Text to read:
------
In addition to caching, processors can also implement out-of-order execution (OoOE). This means what it says: in an OoOE pipeline, instructions don’t have to be processed in strict sequence, but can overtake one another. If one instruction is held up waiting for data to arrive from the main memory, the CPU can continue to process other instructions that were behind it in the pipeline, and come back to the instruction when it’s ready to be executed.

Clearly, there are limits to OoOE. The CPU can’t just skim back and forth between instructions as it sees fit, or programs wouldn’t work as intended. A buffering system is used to ensure instructions take effect in the right order, even if they were executed out of sequence.

However, OoOE can still save a lot of time – for example, by allowing the execution unit to get started on a slow calculation while another instruction is waiting for its data to arrive from main memory. That sort of optimisation can make a big difference, so almost all modern processors use OoOE. The notable exception is Intel’s Atom range – which is one reason why Atom-powered devices feel sluggish compared to mainstream processors.
------
(Portion of a data file)

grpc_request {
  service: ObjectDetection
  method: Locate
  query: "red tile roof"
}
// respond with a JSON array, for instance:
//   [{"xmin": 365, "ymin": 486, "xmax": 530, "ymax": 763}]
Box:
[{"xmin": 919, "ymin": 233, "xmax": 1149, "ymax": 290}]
------
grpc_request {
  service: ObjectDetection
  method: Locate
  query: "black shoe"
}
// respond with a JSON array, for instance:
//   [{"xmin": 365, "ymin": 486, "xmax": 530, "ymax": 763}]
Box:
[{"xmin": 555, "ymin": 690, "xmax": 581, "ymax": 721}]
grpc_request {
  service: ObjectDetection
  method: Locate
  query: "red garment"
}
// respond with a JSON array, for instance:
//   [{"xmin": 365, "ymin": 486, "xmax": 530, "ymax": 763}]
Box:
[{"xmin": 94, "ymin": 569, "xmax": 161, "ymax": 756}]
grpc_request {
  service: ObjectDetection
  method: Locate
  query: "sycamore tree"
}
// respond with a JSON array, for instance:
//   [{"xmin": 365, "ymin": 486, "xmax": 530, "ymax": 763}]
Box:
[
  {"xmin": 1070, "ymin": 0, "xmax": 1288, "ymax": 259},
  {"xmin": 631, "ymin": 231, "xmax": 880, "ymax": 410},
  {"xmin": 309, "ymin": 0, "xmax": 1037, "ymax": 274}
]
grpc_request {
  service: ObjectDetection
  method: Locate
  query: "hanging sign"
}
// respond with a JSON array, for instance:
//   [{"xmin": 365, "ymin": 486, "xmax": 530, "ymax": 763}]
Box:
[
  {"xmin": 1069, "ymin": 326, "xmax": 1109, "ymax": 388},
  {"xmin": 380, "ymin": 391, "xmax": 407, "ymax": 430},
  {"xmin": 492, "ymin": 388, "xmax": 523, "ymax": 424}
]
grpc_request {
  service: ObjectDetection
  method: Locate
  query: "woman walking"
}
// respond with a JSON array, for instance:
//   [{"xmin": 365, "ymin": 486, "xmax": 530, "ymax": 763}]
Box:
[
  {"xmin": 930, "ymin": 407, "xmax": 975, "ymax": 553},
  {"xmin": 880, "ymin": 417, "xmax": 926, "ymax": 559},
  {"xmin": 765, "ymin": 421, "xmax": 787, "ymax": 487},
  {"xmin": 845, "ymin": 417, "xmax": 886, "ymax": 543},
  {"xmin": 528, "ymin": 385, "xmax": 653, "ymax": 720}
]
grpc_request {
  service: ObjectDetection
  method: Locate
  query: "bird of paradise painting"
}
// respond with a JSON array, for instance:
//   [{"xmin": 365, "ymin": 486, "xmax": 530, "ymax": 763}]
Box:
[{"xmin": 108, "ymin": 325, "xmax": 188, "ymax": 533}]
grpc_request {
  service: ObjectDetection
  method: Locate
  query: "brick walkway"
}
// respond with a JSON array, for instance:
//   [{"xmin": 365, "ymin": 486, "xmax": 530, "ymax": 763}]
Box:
------
To be done:
1. In the passage on out-of-order execution, which processor range is named as the notable exception to using OoOE?
2. Return each line of the listing that contains the string "query".
The passage on out-of-order execution and the listing have nothing to do with each other.

Solutions:
1. Intel's Atom range.

2.
  query: "red tile roof"
  query: "black shoe"
  query: "red garment"
  query: "sycamore tree"
  query: "hanging sign"
  query: "woman walking"
  query: "bird of paradise painting"
  query: "brick walkway"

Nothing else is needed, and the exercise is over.